### What the task asks
Rewrite every line of the records below, requests included, and scale each pixel coordinate in the answers by 1.7, rounding to whole numbers with halves going up. Leave the numbers in the requests and their format samples as they are, and omit the pictures from your answer.

***** Dataset extract *****

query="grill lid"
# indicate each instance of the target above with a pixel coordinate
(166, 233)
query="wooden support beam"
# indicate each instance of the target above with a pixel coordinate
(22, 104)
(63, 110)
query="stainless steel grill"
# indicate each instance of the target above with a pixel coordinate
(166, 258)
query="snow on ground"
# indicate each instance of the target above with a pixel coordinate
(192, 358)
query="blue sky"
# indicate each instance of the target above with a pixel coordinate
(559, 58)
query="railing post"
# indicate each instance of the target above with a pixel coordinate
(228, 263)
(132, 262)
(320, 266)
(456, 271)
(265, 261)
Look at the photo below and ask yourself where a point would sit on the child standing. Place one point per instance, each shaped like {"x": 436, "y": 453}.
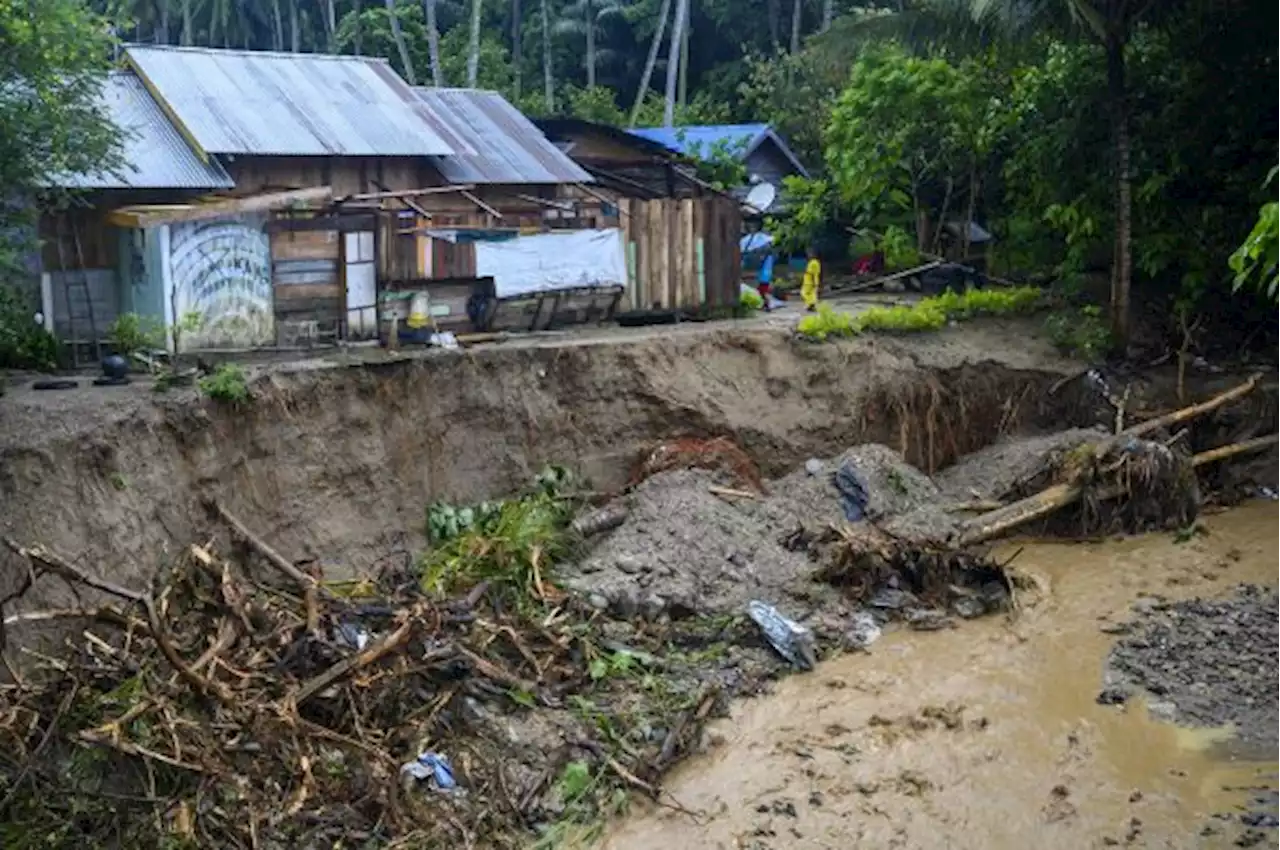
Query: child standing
{"x": 812, "y": 282}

*****

### The answer
query="grill lid"
# indicate each instance of the target above with a pixel coordinate
(282, 396)
query="wooden support beam"
# indicate each instance of the target above with a pixel coordinate
(37, 177)
(107, 187)
query="stainless steel grill"
# indicate each instance of the target above with a pixel coordinate
(282, 439)
query="snow on ground"
# indicate each instance of the target above with a pixel coordinate
(326, 609)
query="blue sky"
# indicate each instance of the target above with a pixel coordinate
(950, 99)
query="railing post"
# indicate each instance of the target above with a pixel coordinate
(388, 447)
(224, 445)
(544, 452)
(775, 461)
(451, 444)
Look at the photo below and ask yourself where a point would sit on the child standing. Place one point per instance, each shaped like {"x": 436, "y": 453}.
Query: child standing
{"x": 1380, "y": 479}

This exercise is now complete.